Section 71 of the Constitution offers protection to life and livelihood. At the 1st declaration, the Applicant seeks a declaration that the right to life has been breached by the Respondent blocking him from taking up possession and using or developing the plot.
The applicant has not demonstrated how that was done and it remains a mere allegation.
Section 75 of the Constitution offers protection against compulsory acquisition of ones property. Before one seeks such a remedy he must establish that the property or land belongs to him. The question here is whether a letter of allotment is evidence of ownership of land. The Court of Appeal considered is question of whether an allotment letter confers title in DR. JOSEPH M.K. ARAP NG’OK V JUSTICE MOIJO OLE KEIWA & ANOTHER CA 60/1992 where the court said,
“It is trite that such title to landed property can only come into existence after issuance of a letter of allotment, meeting the conditions stated in such letter and actual issuance thereafter of title document pursuant to provisions in the Act under which the property is held.”
The letter of allotment is dated 8th May 2002. It lists all the payments that the allotee was supposed to make. The last paragraph of the conditions reads as follows:
“If acceptance and payment is not received within 30 days from the date hereof the offer herein contained will be considered to have lapsed without further reference to yourself.”
The applicant has not demonstrated whether he accepted the offer within 30 days or not. I note that the payments were made to the Nairobi City Council on 15th September 2005 about 3 years after the letter of offer. It is a wonder whether the Applicant ever accepted the offer and if so why has not been issued with a title document.
In my considered view the Applicant has not demonstrated that he has title to the suit property. There is no explanation as to why a title has not been issued to the applicant to date. In addition, it is my view that the City Council who allotted the property should have been a party to these proceedings so that they could shed light on whether the Applicant complied with the terms of the offer or not. The Applicant having failed to establish title or ownership to the suit land, S.75 of the constitution cannot offer him protection. That Section reads:
“S. 75 (1) No property of any description shall be compulsorily taken possession of, and no interest in or right over property of any description shall be compulsorily acquired, except where the following conditions are satisfied-
(a) The taking of possession or acquisition is necessary in the interest of defence, public safety, public order, public morality, public health, town and country or the development or utilization of property so as to promote the public benefit; and
(b) the necessity therefore is such as to afford reasonable justification for the causing of hardship that may result to any person having an interest in or right over the property; and
(c) provision is made by a law applicable to that taking of possession or acquisition for the prompt payment of full compensation.

### [Tasks to carry out]
1: According to the ruling, on what date were the payments made to the Nairobi City Council?
2: Reproduce the ruling word for word from "Section 71 of" up to and including "a mere allegation.".
The material that comes next is from a separate source, unrelated to the ruling.

### [Dataset]
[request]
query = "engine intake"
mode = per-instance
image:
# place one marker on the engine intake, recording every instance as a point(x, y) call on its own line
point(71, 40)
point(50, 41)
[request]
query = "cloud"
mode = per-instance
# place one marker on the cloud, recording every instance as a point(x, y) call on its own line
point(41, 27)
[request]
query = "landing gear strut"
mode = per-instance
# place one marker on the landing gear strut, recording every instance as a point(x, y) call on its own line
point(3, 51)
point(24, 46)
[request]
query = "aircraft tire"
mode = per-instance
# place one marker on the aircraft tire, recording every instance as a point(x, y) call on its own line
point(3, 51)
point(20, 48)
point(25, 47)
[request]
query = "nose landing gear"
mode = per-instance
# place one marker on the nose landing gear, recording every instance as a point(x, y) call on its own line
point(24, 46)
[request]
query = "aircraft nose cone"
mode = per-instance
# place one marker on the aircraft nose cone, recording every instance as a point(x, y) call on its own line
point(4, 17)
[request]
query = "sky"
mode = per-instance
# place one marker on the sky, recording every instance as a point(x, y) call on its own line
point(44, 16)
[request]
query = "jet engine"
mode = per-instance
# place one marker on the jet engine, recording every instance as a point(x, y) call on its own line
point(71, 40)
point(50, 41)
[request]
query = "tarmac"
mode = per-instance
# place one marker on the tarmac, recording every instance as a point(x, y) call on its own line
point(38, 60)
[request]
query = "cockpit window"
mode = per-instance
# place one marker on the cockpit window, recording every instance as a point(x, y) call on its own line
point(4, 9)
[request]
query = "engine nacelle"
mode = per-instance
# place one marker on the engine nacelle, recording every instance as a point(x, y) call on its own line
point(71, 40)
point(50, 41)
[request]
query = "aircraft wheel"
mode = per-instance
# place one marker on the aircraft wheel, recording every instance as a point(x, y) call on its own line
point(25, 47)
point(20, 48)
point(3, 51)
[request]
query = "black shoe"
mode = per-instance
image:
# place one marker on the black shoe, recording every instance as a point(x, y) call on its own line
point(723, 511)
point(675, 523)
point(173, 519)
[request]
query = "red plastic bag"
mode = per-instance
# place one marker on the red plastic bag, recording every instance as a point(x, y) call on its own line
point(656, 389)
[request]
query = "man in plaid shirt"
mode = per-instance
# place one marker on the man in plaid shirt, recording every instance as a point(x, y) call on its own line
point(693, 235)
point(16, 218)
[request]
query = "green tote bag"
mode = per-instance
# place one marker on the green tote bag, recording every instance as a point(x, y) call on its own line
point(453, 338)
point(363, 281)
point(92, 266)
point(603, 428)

### [Task-by-task solutions]
1: On 15th September 2005.

2:
Section 71 of the Constitution offers protection to life and livelihood. At the 1st declaration, the Applicant seeks a declaration that the right to life has been breached by the Respondent blocking him from taking up possession and using or developing the plot.
The applicant has not demonstrated how that was done and it remains a mere allegation.